**Data listing:**
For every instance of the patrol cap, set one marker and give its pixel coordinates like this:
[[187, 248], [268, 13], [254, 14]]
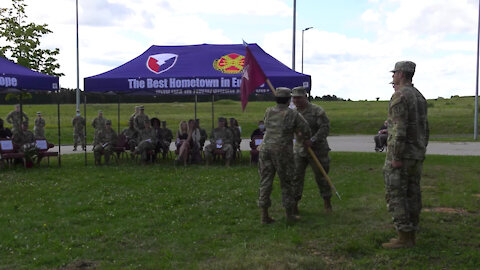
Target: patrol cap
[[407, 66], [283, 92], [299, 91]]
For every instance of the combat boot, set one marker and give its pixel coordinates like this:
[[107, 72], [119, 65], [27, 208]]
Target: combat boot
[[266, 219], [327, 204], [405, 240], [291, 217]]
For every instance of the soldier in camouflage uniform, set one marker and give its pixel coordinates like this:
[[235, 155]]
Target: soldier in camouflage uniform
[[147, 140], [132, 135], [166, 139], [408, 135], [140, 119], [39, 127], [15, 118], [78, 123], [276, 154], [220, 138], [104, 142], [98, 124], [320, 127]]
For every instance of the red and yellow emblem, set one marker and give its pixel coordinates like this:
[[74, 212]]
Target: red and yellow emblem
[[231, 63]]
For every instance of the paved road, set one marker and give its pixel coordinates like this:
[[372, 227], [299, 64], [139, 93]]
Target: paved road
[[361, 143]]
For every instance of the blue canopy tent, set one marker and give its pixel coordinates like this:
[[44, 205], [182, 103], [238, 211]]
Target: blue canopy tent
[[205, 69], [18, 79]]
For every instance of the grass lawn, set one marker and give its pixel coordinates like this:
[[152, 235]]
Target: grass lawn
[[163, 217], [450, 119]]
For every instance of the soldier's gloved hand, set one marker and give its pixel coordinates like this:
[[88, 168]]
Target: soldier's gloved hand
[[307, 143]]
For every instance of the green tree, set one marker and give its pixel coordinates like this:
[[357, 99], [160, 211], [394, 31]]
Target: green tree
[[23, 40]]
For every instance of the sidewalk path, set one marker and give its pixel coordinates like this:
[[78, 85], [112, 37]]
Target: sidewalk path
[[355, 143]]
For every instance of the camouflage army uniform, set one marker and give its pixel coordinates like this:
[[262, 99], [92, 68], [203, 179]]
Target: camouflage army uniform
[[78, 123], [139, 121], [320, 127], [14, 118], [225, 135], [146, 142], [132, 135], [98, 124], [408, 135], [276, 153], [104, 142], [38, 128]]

**What you will do:** Only lines go in the copy, not pictures. Transcribe exactly from the start of the listing through the line containing "For every instance of the combat".

**Answer below:**
For every instance of the patrol cap, set one marker and give its pixel coordinates like this:
[[187, 248], [268, 13], [254, 14]]
Target: patrol cap
[[407, 66], [283, 92], [299, 91]]
For every instance of the combat boot, set one marker and give its pixel coordinates like this:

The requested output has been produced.